*EXERCISE GOAL*:
The data should be duplicated exactly, with every word kept as it is.

*ENTRIES PROVIDED*:
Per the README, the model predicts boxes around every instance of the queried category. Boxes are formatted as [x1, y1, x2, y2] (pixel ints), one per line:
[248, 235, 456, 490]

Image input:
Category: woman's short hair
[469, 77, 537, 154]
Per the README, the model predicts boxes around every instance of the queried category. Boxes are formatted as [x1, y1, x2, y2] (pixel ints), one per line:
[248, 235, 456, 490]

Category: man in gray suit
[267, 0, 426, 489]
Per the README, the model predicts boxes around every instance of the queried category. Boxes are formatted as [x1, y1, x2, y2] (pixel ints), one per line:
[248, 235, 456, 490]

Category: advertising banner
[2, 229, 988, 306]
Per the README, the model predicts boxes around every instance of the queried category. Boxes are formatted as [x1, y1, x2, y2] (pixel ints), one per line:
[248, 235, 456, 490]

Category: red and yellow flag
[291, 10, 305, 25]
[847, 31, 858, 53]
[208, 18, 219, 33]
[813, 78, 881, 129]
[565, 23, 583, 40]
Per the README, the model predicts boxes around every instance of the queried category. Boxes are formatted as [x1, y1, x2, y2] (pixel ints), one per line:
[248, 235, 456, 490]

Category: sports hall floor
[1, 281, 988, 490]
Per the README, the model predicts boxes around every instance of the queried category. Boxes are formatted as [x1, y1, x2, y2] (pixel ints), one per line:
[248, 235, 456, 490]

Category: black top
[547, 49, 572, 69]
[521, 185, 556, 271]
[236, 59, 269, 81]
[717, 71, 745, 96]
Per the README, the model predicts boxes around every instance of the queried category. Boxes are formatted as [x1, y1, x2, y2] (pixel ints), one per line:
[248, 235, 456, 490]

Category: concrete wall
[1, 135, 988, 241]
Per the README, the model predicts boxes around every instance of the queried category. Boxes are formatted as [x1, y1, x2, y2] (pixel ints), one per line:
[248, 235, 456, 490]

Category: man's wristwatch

*OUTPUT OF THE TASK*:
Per the README, the model predicts boxes around every instance of the queried category. Boxes are formatted as [x1, y1, x2, y2] (pixel ints), one per line:
[248, 235, 456, 490]

Image input:
Category: woman's short hair
[469, 77, 537, 154]
Per the README, the model predicts boxes around every instance of the queried category. Boxes are formatted as [x1, y1, x2, y2] (pixel ints), one per line:
[248, 235, 456, 490]

Category: man in gray suit
[267, 0, 426, 489]
Per the README, the model predicts boxes around every instance of the queried category. Boxes are formatted as [x1, y1, x2, y2] (pixel ints), one per line:
[248, 235, 456, 490]

Category: advertising banner
[2, 229, 988, 306]
Per the README, the model predicts boxes around every instance of the queried category. Boxes are formatted as [x1, y1, x2, y2] (pixel ints), one per line:
[248, 235, 456, 490]

Category: red and yellow flag
[291, 10, 305, 25]
[847, 31, 858, 53]
[208, 18, 219, 33]
[813, 78, 881, 129]
[565, 23, 583, 40]
Per the README, the model predicts boxes around every instance of the queried category. Boxes are formatted as [x1, y1, x2, y2] (pixel ints), one per line:
[248, 235, 456, 490]

Category: sports hall floor
[1, 281, 988, 490]
Per the README, the model predicts boxes around every instance of the queried category. Boxes are formatted as [x1, y1, x2, y2] (pixel ints), one per line:
[248, 235, 456, 490]

Category: black top
[547, 49, 572, 69]
[521, 185, 556, 271]
[236, 59, 269, 81]
[717, 71, 745, 96]
Per the README, the model predicts boxes around every instance of the queried category. Boxes are formatted as [x1, y1, x2, y2] (pixel ints), one per line:
[248, 235, 456, 490]

Category: concrete wall
[1, 135, 988, 241]
Per the README, the model predicts boxes around every instance of the queried category. Boxes are formatted as [x1, y1, x2, y2] (pixel ints), one per line:
[248, 235, 456, 490]

Category: man's wristwatch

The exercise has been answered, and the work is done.